» Problem to solve: Collect every line of the records below that contains the string "wrestler", matching case exactly.

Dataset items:
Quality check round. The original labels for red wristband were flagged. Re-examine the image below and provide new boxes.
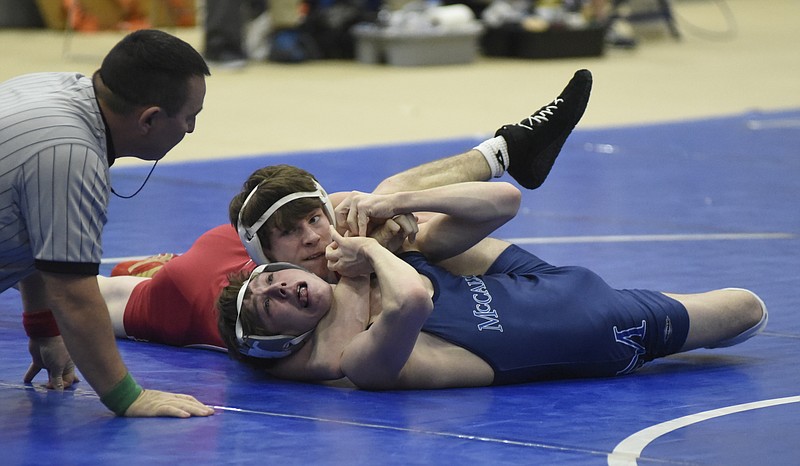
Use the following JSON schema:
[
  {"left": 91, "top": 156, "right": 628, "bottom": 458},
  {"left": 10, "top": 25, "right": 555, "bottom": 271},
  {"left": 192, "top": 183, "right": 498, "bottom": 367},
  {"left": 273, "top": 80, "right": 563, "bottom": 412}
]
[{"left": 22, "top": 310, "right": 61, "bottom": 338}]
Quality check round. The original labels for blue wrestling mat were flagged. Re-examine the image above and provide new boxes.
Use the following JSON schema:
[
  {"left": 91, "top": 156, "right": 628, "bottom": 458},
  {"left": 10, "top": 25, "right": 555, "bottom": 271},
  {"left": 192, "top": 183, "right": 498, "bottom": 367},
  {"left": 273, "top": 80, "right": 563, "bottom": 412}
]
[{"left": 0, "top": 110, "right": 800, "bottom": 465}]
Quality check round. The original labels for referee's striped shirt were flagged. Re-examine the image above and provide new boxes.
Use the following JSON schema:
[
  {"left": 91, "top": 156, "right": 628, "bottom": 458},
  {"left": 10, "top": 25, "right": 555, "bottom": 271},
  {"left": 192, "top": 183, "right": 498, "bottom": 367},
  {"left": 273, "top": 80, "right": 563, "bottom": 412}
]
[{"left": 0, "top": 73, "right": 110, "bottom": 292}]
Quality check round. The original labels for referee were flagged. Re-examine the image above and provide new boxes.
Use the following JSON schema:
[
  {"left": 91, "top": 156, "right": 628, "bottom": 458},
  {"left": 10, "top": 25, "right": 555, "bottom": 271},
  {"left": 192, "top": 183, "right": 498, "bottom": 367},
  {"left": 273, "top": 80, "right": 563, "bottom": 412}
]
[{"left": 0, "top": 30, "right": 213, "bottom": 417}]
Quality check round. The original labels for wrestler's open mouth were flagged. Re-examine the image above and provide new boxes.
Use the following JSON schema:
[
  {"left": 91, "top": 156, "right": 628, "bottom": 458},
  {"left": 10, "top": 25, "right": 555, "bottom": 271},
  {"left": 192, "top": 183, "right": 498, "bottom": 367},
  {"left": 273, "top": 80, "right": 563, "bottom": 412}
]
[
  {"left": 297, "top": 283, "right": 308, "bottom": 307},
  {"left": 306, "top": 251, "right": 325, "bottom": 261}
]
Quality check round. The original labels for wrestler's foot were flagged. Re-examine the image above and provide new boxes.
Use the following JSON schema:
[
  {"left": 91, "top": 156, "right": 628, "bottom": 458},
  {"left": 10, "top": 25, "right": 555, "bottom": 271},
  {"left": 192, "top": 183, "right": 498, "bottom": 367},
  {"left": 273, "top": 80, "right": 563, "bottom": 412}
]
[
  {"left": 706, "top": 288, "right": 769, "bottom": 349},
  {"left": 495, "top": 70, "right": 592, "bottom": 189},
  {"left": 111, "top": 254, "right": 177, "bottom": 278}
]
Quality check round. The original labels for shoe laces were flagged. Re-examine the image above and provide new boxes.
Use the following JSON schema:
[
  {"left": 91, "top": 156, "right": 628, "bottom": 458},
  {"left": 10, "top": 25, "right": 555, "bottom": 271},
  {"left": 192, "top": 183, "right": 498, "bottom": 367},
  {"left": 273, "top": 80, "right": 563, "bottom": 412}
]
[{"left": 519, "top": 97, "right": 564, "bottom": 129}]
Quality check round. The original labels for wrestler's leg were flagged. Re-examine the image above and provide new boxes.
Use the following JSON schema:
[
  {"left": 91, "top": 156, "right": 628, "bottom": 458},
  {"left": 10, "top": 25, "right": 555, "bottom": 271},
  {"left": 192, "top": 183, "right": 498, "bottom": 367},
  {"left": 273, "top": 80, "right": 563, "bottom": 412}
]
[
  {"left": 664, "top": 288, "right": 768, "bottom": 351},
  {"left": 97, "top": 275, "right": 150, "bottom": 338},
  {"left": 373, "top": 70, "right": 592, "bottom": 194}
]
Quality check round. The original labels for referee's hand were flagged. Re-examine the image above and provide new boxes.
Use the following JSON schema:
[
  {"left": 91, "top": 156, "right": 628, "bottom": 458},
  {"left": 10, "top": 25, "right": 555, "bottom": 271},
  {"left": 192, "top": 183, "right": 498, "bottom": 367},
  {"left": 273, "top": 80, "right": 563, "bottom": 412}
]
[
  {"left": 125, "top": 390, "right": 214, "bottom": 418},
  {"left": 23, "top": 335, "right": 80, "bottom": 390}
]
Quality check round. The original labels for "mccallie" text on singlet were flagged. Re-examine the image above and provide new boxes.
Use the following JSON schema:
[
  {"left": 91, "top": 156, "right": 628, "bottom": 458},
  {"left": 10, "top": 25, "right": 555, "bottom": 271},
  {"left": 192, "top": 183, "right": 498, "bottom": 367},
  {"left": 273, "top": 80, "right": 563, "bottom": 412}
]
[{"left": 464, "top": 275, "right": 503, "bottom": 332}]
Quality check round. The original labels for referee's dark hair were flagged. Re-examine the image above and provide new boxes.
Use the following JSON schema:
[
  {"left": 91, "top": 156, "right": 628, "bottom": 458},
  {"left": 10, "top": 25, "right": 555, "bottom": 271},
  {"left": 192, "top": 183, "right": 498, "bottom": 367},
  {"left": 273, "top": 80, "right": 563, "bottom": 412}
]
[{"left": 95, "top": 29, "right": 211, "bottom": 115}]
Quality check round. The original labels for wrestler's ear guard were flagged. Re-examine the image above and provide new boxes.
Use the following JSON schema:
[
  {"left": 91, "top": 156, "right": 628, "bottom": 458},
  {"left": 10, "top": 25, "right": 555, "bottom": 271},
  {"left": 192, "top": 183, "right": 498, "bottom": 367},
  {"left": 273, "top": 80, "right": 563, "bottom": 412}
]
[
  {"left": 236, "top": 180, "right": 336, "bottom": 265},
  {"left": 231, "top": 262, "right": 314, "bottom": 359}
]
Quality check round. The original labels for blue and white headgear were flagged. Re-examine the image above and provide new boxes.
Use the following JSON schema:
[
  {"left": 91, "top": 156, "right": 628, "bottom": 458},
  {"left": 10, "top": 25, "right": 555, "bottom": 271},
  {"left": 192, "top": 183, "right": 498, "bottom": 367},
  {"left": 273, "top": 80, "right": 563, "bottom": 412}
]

» Response:
Quality check round. The original labels for wrestler's open mouth were flagged. Re-examine the image above and provide new boxes.
Quality check round. The original labels for wrestler's foot were flagged. Re-examine the image above and provide new boxes.
Quality check round. The original labels for wrestler's leg were flagged. Re-examine the image above and provide new boxes.
Quality check round. The original labels for wrestler's ear guard were flagged. Re-examine the image above and provide new boxes.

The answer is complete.